> _Dataset extract_
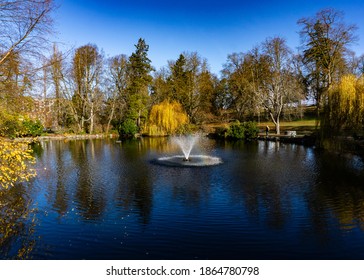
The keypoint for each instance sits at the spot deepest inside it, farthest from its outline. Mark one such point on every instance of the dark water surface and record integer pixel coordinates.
(98, 199)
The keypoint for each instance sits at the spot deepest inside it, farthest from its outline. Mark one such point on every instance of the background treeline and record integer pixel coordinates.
(82, 91)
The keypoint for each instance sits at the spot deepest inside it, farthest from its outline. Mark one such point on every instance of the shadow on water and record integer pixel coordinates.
(98, 199)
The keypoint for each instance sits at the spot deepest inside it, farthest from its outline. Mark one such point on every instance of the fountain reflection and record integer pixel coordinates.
(186, 144)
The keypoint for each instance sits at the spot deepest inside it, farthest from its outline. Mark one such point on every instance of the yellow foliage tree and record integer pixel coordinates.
(15, 161)
(345, 106)
(166, 118)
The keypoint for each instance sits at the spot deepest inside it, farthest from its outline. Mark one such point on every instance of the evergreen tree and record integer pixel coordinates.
(139, 70)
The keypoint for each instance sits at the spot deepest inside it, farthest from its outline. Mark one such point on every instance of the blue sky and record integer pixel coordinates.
(212, 28)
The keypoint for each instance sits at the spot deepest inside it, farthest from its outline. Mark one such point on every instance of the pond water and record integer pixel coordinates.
(99, 199)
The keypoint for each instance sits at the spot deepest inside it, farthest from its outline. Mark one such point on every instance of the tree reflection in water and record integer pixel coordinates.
(17, 222)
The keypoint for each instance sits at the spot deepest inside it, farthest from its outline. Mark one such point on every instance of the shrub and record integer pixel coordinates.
(15, 158)
(32, 128)
(247, 131)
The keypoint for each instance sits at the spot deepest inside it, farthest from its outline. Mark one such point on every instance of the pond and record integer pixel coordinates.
(99, 199)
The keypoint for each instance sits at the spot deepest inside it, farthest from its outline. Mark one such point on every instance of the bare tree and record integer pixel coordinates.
(87, 69)
(325, 41)
(24, 26)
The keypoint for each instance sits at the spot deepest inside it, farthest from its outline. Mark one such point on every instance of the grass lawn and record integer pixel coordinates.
(306, 126)
(303, 127)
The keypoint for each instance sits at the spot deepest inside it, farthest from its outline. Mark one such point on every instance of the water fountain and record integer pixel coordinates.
(186, 144)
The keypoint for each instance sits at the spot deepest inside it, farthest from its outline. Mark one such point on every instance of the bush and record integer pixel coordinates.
(32, 128)
(246, 131)
(251, 130)
(128, 129)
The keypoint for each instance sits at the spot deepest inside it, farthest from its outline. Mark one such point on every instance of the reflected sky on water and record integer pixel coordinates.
(98, 199)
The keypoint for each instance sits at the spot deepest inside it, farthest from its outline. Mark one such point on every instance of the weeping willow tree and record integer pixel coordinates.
(344, 112)
(166, 118)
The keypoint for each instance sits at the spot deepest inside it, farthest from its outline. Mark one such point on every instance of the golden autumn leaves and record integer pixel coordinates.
(166, 118)
(15, 160)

> _Try it_
Copy out all the records exactly, excluding pictures.

> _Answer to this exercise_
The keypoint for each instance sits at the spot deepest inside it, farthest from its outline. Mark one such point on every instance of the dark water surface and record integer pixel coordinates.
(98, 199)
The keypoint for each instance sits at the spot deepest inside it, farthest from its outline. Mark one such point on every instance of the background treeline and record integer pixel coordinates.
(82, 91)
The keypoint for each instance sits at the spot deepest inside it, farthest from its outline. Mark one such point on every instance of the shadow on water and record integer pixel coordinates.
(98, 199)
The keypoint for each instance sits at the spot deepest inside it, farthest from its outline. Mark one such point on every instance of the fountain reflection and record integer pixel coordinates.
(186, 144)
The keypoint for each instance sits at the spot deepest inside it, farthest from its outline. Mark one such point on every instance of the yellow foliage tree and record integer pixel coordinates.
(15, 161)
(345, 106)
(166, 118)
The keypoint for each instance sits at the spot deepest inside it, farthest from its outline. Mark one such point on every instance of the evergreen tree and record integer pixel coordinates.
(139, 70)
The keypoint for each instance sits at the spot deepest inside it, farthest from its outline. Mark one such point on every instance of the blue sky and record integer pixel coordinates.
(212, 28)
The keypoint for each instance sits at the spot deepest inside it, farthest from its outline. Mark one such point on every instance of the pond water and record integer pixel coordinates.
(99, 199)
The keypoint for each instance sits at the spot deepest inside it, farthest from its outline. Mark one such point on every instance of the tree reflection in water and record integer pixel coordinates.
(17, 222)
The keypoint for each instance sits at the spot deepest inside it, farthest from its outline. Mark one such point on every instance of the shrub and record integer pixel coordinates.
(15, 158)
(32, 128)
(247, 131)
The keypoint for each instance sits at the spot deepest inside it, farthest from its outline. Mark one such point on every instance of the pond and record integer pixel coordinates.
(99, 199)
The keypoint for each instance sits at the spot deepest inside it, farthest from its outline. Mark one such point on every instance of the bare tree and record integer pixel coordinates.
(87, 69)
(325, 41)
(24, 26)
The keypoint for each instance sits at the spot deepest inside it, farthest from its outline. Mark one such point on every instance of the grass lawn and record integer pixel coordinates.
(306, 126)
(303, 127)
The keypoint for each instance sits at the spot deepest inside it, farthest from its outline. Mark one such point on every instance of the water fountain and record integer pixel coordinates.
(186, 144)
The keypoint for each instance sits at the spot deepest inside it, farthest from its outline. Mark one such point on every instance of the bush and record integer pixel coordinates.
(32, 128)
(246, 131)
(251, 130)
(128, 129)
The keypoint for each instance sits at the spot deepest inside it, farthest from its outline. Mark one such point on every instance of the reflected sky on water and record integer pixel coordinates.
(98, 199)
The keypoint for each instance sits at the spot deepest inside it, farthest from its outline. Mark one such point on every instance of the weeping willow tree and record integer pixel coordinates.
(344, 112)
(166, 118)
The keypoint for each instance sits at the spot deepest inside it, farthest from its outline. Mark one such point on every instance of the golden autumn leaves and record integer pixel coordinates.
(166, 118)
(15, 160)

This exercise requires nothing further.